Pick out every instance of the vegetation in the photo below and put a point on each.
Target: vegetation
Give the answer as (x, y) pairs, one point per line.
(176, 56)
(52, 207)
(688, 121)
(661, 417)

* * *

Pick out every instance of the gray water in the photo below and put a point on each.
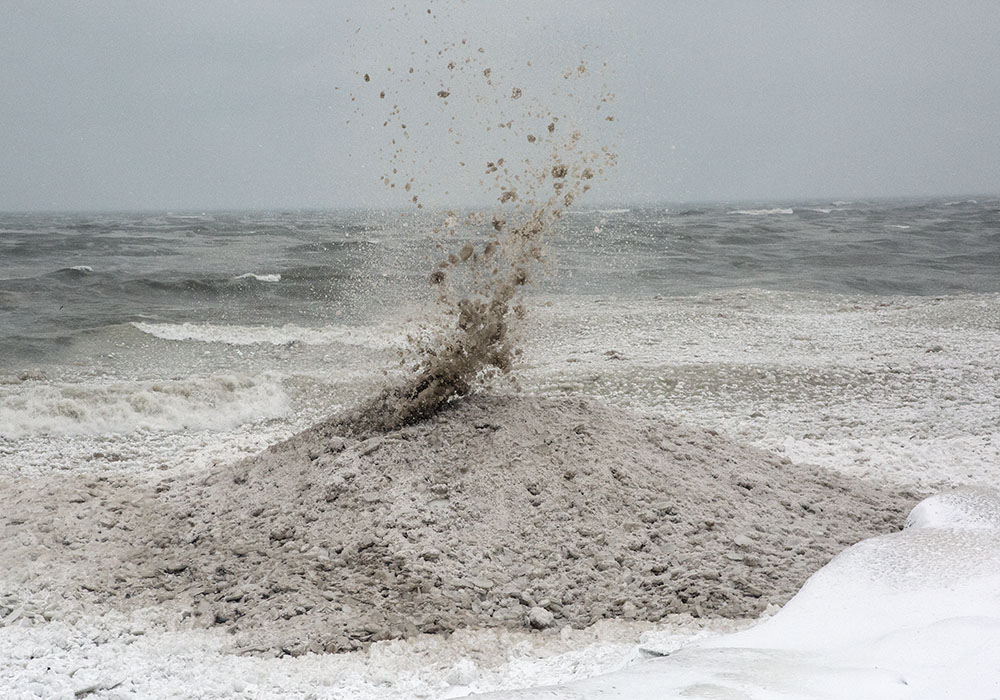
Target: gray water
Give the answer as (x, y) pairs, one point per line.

* * *

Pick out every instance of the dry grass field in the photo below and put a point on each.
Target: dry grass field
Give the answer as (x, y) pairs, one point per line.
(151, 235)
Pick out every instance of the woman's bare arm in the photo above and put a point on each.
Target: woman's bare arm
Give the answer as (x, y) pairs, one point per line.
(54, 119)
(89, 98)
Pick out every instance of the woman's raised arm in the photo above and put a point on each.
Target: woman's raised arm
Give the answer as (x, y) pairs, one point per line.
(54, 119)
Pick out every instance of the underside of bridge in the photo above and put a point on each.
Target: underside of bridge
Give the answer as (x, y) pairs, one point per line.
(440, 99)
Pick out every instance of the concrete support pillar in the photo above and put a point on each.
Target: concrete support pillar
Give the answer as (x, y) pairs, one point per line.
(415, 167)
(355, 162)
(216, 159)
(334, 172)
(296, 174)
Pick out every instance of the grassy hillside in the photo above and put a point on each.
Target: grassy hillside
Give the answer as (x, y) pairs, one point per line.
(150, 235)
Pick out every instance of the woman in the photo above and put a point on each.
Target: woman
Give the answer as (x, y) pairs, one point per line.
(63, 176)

--- Instructions to follow ---
Which lines in the listing above contain the word "support"? Gather every one of them and copy each line in full.

--- Finished task ---
Pick out every instance of the concrete support pillar in the photo above and put a point on each.
Target: concrete support pillar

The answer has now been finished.